Given problem —
Render the lines below as a numbered list, leaving out any blank lines.

Dataset extract —
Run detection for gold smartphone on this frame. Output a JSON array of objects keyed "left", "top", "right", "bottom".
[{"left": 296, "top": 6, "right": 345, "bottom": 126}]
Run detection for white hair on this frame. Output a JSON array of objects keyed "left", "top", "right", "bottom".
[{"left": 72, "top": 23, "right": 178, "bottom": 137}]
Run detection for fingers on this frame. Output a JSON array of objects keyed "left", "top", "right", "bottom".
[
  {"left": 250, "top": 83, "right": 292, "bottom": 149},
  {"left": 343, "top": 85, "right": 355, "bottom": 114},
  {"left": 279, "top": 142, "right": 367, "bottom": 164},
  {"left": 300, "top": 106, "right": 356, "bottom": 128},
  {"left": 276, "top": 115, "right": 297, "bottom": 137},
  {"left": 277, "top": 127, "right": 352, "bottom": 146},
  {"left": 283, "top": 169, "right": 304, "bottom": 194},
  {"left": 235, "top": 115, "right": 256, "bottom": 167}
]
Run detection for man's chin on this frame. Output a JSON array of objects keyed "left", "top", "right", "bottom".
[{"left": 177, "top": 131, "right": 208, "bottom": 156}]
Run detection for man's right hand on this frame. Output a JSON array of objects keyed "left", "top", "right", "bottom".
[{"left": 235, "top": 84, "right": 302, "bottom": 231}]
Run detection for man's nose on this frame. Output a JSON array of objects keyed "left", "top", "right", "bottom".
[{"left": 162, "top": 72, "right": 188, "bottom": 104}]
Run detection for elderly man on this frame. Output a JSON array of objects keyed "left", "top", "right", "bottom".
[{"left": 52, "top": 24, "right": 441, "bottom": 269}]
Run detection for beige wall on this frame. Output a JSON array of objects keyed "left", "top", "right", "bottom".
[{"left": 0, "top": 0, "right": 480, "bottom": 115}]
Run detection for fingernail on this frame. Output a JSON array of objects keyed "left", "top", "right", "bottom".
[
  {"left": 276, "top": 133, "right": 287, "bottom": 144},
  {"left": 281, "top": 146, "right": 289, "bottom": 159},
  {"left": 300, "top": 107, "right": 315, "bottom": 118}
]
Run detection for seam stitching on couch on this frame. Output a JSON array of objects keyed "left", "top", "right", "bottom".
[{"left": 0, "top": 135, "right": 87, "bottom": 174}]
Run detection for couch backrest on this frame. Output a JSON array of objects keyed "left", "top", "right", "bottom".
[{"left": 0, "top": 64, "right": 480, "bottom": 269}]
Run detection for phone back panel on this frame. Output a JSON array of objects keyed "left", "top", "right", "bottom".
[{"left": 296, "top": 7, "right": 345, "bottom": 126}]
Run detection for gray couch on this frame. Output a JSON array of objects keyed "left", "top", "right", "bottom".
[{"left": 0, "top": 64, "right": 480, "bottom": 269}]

Result of this task —
1. Run detection for gold smartphone on this frame. Output a JSON array of objects keyed "left", "top", "right", "bottom".
2. [{"left": 296, "top": 6, "right": 345, "bottom": 126}]
3. Run detection for white hair on this frame. Output a JSON array of objects keyed "left", "top", "right", "bottom".
4. [{"left": 72, "top": 23, "right": 178, "bottom": 137}]
5. Run detection for fingers on this frame. Output a JSON array of objects keyed "left", "top", "right", "bottom".
6. [
7.   {"left": 250, "top": 83, "right": 292, "bottom": 149},
8.   {"left": 343, "top": 85, "right": 355, "bottom": 114},
9.   {"left": 279, "top": 142, "right": 367, "bottom": 164},
10.   {"left": 300, "top": 106, "right": 356, "bottom": 128},
11.   {"left": 276, "top": 115, "right": 297, "bottom": 137},
12.   {"left": 277, "top": 127, "right": 352, "bottom": 146},
13.   {"left": 283, "top": 169, "right": 304, "bottom": 194},
14.   {"left": 235, "top": 115, "right": 256, "bottom": 167}
15. ]
16. Run detection for man's chin on this frame. Output a JSON array of objects keyed "left", "top", "right", "bottom".
17. [{"left": 177, "top": 131, "right": 208, "bottom": 156}]
18. Run detection for man's right hand on this frame. Output a JSON array of objects keyed "left", "top", "right", "bottom".
19. [{"left": 235, "top": 84, "right": 302, "bottom": 231}]
20. Run detection for man's nose on this frame. Output a JSON array of objects keyed "left", "top", "right", "bottom".
21. [{"left": 162, "top": 72, "right": 188, "bottom": 104}]
22. Run detection for elderly man on this frame. Output a JSON array of objects keyed "left", "top", "right", "bottom".
23. [{"left": 52, "top": 24, "right": 441, "bottom": 269}]
24. Run detection for beige wall on this frame. Output a JSON array of objects keyed "left", "top", "right", "bottom".
25. [{"left": 0, "top": 0, "right": 480, "bottom": 115}]
26. Run detection for fingernail on this frame. Output a JSON array of objects keyed "left", "top", "right", "bottom".
27. [
28.   {"left": 276, "top": 133, "right": 287, "bottom": 144},
29.   {"left": 281, "top": 146, "right": 289, "bottom": 159},
30.   {"left": 300, "top": 107, "right": 315, "bottom": 118}
31. ]
32. Run detection for seam stitching on couch on this frame. Output a JSON array of objects keyed "left", "top", "right", "bottom".
33. [{"left": 0, "top": 135, "right": 87, "bottom": 174}]
34. Run detection for couch backrest on this frame. Output a JSON array of objects keyed "left", "top", "right", "bottom".
35. [{"left": 0, "top": 64, "right": 480, "bottom": 269}]
36. Run detection for phone back panel on this frame. Output a JSON array of objects keyed "left", "top", "right", "bottom".
37. [{"left": 296, "top": 7, "right": 345, "bottom": 126}]
38. Run detection for gray couch on this frame. Output a JSON array of objects keyed "left", "top", "right", "bottom".
39. [{"left": 0, "top": 64, "right": 480, "bottom": 269}]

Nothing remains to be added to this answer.